Direction: Gather every line of the items below that contains the string "building", and copy each such line in full. Case counts when matching.

☆ ☆ ☆ ☆

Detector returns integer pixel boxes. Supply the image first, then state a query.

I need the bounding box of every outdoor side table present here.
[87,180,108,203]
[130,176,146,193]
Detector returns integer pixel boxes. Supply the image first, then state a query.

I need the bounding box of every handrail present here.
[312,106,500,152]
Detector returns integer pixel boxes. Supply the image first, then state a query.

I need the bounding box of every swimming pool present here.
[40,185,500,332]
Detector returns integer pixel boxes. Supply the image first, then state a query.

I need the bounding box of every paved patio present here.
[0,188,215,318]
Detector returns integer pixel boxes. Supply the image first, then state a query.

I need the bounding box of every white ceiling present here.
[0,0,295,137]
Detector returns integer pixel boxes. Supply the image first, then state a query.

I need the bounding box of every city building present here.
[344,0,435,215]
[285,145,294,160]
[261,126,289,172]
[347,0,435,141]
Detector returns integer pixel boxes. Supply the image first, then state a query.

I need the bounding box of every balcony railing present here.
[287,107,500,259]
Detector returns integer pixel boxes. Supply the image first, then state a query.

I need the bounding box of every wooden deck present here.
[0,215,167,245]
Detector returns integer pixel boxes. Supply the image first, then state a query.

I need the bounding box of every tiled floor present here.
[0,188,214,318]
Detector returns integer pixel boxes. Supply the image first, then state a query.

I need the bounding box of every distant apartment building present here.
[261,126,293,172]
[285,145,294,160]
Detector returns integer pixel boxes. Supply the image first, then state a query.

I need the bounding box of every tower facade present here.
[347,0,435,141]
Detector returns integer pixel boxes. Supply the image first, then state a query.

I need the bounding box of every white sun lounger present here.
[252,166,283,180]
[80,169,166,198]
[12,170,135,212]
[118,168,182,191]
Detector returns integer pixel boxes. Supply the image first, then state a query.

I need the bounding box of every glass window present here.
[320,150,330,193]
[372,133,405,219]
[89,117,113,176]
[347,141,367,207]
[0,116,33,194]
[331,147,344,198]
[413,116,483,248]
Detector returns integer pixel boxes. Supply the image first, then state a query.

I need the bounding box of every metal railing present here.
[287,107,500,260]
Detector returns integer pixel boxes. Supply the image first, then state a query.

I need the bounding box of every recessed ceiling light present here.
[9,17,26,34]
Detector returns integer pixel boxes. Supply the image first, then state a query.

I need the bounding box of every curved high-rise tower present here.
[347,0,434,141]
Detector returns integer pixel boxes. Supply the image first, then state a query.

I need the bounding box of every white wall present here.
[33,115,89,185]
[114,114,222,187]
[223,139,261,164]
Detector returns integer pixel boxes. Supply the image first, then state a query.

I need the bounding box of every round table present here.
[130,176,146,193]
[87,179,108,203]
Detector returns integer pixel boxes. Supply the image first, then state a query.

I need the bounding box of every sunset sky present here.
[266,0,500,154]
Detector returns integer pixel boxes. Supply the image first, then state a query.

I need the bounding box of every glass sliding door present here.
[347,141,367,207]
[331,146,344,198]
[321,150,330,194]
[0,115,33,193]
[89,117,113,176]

☆ ☆ ☆ ☆

Complete answer:
I need the bounding box of every city building present here.
I need the bounding box of every distant apartment building present here.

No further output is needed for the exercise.